- [Supplied text]
•••
Mark,

I am impressed with the data collected but have problems with the structure and some 
of the actual data values.

For example if I want to handle date/time data I need time zone info.  I may also need 
country information to parse and format the date as well and language info for things 
like month and day of week names.

To me mixing country dependant and sub languages dependent data together makes no 
sense.  I have this problem with ICU as well.

Language should be: language, script, country sub language and variant.

The country values should be stored differently.  It is a vary bad idea to replicate 
the same country values in every locale.  It is in violation of the principles of 
normalization besides some variants apply to the country not the languages such as the 
EURO variant.

The common way locales are passed is with strings. Thus if we use lowercase country to 
specify a sub language as distinct from country we can have a locale like: 
"es_mx_US#America/Los_Angeles".  In the case of "en_US#America/Los_Angeles" it would 
be the same as: "en_us_US#America/Los_Angeles".
•••
- [Request A]
According to the message on locale data, why should country values be stored apart from locales? Answer in one to three sentences.
The message on locale data and the records after it are separate material.

- [Records to process]
•••
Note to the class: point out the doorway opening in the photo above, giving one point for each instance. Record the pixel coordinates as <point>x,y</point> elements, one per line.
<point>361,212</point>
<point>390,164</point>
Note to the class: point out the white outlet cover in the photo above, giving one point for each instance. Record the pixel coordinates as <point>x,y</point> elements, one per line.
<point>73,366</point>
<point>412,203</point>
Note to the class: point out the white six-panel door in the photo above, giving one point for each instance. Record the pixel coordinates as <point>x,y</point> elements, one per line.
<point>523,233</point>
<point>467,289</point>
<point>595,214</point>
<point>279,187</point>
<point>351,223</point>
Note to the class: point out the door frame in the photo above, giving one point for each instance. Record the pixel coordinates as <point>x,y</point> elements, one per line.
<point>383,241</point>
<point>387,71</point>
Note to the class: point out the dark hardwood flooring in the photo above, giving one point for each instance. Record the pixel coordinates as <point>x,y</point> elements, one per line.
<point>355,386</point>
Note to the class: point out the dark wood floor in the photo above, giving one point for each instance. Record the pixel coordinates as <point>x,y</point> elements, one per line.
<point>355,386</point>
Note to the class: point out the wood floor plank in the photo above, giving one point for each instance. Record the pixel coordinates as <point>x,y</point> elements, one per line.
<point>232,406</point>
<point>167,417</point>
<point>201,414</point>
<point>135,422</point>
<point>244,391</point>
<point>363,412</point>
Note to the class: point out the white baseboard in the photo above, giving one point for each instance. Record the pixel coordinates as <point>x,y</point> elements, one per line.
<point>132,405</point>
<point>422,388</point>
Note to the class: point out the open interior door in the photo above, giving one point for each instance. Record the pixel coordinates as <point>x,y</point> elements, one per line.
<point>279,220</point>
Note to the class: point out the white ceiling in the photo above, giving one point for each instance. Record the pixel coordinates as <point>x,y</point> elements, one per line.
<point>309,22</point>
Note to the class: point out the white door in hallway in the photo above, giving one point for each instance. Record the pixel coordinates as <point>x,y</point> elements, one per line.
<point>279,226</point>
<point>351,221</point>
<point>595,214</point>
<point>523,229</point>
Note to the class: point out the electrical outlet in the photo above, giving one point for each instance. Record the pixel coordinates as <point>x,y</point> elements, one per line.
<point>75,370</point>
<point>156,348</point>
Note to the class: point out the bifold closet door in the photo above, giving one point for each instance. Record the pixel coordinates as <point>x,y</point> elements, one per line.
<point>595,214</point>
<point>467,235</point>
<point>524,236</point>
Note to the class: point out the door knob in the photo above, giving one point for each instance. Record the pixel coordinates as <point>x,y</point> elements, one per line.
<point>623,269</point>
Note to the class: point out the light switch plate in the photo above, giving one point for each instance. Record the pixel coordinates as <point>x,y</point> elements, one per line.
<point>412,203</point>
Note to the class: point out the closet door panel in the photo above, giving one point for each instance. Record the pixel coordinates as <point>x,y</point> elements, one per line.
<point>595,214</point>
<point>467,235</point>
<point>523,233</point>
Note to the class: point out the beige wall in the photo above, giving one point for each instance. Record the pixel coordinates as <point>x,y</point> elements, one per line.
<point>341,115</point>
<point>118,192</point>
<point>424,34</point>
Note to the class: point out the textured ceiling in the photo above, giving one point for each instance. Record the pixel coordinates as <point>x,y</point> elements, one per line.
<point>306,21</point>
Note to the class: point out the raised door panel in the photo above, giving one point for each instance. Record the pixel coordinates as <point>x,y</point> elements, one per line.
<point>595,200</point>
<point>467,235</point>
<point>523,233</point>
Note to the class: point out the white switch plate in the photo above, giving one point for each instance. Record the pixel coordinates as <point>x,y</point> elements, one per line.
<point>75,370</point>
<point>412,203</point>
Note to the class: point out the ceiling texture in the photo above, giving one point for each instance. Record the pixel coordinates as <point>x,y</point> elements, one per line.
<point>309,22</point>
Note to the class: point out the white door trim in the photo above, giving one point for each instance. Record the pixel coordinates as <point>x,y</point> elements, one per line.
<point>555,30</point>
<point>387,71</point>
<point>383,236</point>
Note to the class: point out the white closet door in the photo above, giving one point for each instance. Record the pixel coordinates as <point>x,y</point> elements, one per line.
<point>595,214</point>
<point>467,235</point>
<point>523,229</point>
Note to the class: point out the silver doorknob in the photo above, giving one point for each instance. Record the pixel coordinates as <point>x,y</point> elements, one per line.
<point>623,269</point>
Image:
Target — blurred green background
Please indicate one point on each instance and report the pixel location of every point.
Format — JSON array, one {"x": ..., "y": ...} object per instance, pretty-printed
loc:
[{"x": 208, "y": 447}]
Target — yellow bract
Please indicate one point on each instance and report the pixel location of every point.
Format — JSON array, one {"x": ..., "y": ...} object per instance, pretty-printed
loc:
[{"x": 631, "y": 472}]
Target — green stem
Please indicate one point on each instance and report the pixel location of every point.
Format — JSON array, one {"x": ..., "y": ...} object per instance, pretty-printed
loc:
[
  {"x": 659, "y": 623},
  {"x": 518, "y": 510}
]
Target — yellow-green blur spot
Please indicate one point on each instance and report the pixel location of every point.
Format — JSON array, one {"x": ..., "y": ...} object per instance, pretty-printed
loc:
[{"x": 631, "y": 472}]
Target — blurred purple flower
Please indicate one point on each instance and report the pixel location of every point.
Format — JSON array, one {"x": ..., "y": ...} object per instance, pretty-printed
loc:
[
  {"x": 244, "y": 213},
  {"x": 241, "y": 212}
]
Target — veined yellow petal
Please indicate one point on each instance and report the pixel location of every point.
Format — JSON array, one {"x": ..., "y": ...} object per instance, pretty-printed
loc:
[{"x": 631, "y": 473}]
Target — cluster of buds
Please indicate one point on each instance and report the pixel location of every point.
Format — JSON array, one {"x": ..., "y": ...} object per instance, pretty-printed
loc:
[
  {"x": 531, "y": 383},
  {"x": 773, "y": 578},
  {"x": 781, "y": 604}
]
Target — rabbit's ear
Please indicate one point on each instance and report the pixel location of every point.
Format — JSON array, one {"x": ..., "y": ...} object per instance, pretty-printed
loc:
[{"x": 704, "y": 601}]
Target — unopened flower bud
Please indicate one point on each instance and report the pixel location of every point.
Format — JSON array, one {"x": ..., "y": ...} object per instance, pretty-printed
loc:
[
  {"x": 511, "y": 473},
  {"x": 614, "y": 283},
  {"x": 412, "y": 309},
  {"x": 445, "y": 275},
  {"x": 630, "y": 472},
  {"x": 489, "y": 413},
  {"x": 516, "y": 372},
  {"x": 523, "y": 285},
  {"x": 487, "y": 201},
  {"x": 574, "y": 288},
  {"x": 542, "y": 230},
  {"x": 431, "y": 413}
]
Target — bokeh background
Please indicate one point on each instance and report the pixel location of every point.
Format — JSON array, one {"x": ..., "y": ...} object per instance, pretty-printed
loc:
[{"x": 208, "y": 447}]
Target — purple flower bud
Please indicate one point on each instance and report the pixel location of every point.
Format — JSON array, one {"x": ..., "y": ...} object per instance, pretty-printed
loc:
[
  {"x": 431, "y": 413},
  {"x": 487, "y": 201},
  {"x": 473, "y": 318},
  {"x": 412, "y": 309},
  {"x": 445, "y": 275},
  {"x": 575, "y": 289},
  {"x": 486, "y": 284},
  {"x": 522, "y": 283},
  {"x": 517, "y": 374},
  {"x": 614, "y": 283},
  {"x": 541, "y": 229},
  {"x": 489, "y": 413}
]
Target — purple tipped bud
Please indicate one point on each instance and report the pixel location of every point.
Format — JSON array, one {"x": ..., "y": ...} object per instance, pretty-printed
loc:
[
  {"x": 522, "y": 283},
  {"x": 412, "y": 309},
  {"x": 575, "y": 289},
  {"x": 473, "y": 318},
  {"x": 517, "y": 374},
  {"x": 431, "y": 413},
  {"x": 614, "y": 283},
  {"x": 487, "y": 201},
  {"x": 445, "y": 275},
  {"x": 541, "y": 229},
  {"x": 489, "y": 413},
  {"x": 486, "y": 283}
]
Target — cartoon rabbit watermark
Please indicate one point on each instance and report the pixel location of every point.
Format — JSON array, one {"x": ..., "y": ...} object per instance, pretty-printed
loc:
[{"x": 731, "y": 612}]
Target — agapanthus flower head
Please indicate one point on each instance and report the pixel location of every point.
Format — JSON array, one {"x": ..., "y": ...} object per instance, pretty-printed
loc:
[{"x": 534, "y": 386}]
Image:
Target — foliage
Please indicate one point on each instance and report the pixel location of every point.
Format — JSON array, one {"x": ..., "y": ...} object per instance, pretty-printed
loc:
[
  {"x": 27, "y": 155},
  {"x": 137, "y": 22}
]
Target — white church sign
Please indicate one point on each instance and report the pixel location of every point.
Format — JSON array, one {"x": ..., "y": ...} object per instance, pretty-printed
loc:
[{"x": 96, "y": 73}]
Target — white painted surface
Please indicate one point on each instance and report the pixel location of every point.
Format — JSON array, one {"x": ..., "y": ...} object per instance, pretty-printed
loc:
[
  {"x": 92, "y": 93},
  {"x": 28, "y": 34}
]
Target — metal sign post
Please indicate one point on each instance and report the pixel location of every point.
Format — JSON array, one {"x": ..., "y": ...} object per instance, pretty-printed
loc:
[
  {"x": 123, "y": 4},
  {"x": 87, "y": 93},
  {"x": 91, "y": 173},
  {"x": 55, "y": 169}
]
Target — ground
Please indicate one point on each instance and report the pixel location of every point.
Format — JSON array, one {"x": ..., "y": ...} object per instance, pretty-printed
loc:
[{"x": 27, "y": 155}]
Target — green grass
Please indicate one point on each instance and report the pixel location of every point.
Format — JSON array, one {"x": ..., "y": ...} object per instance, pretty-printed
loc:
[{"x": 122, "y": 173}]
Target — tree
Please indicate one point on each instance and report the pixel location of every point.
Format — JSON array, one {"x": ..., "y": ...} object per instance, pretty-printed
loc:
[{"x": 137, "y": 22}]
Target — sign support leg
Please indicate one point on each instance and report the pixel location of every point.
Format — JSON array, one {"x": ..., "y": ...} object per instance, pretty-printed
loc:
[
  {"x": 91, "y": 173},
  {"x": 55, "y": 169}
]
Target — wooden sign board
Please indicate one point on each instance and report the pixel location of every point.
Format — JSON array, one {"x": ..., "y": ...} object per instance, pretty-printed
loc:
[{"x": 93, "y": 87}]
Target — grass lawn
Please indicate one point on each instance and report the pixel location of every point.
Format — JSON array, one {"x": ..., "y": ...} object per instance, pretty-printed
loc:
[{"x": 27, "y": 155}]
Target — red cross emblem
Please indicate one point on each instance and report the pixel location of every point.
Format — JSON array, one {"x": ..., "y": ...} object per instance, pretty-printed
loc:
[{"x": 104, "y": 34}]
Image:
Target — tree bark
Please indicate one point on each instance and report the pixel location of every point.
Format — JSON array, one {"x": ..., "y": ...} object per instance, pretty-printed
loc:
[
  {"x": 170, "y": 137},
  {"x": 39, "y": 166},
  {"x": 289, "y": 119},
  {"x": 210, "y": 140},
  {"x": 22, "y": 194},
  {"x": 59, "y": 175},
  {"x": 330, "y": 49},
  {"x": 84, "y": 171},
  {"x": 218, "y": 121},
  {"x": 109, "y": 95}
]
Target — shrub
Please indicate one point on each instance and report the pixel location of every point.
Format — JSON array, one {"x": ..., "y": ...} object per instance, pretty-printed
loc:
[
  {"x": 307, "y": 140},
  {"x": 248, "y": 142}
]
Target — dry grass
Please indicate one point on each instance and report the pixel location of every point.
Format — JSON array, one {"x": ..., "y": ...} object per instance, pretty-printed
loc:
•••
- [Request B]
Locate every line of the records that contains the string "green", with case counting, and copy each such line.

- [Correct output A]
Repeating the same country values in every locale is a very bad idea because it violates the principles of normalization. Also, some variants, such as the EURO variant, apply to the country rather than to the languages.

- [Correct output B]
Target — blurred green background
Target — green stem
Target — yellow-green blur spot
Target — green grass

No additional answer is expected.